**What is required**
Extract every line of the data below that contains the string "outline".

**Dataset extract**

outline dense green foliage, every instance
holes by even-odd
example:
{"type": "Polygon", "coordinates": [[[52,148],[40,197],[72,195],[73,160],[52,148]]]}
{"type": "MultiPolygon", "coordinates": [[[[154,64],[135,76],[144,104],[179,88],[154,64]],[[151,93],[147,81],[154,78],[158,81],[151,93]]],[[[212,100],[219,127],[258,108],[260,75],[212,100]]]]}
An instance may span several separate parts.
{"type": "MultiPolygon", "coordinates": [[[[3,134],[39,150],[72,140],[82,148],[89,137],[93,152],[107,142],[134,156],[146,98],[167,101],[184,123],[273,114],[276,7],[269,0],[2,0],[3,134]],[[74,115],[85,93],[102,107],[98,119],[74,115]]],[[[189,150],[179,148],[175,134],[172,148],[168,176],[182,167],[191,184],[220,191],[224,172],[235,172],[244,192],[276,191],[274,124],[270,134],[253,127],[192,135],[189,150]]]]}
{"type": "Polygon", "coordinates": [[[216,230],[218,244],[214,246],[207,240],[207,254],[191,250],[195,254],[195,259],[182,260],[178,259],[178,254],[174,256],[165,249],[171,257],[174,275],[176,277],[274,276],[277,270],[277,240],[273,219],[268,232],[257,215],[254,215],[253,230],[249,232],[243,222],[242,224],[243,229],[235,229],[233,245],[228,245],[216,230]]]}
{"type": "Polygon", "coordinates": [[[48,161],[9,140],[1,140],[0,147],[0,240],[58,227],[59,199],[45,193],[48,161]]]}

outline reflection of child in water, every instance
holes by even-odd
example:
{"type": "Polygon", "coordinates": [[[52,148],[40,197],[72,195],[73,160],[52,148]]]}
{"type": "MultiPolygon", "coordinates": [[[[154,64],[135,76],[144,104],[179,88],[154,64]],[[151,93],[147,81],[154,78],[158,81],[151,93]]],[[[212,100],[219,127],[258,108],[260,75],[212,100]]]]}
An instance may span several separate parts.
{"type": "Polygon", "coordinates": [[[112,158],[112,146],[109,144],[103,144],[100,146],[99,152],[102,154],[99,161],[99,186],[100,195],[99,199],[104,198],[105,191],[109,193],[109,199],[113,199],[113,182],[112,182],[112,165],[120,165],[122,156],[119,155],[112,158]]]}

---

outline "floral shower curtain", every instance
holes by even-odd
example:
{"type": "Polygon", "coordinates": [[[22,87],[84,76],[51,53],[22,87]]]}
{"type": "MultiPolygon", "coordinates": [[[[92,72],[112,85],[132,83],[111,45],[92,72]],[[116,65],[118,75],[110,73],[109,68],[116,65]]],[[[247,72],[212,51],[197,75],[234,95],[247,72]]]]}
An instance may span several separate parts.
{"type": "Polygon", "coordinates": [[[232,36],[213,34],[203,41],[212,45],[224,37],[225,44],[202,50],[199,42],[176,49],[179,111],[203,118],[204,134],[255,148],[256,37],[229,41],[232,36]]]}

**Answer for this exercise**
outline dense green foliage, every instance
outline reflection of child in water, every instance
outline "floral shower curtain", every instance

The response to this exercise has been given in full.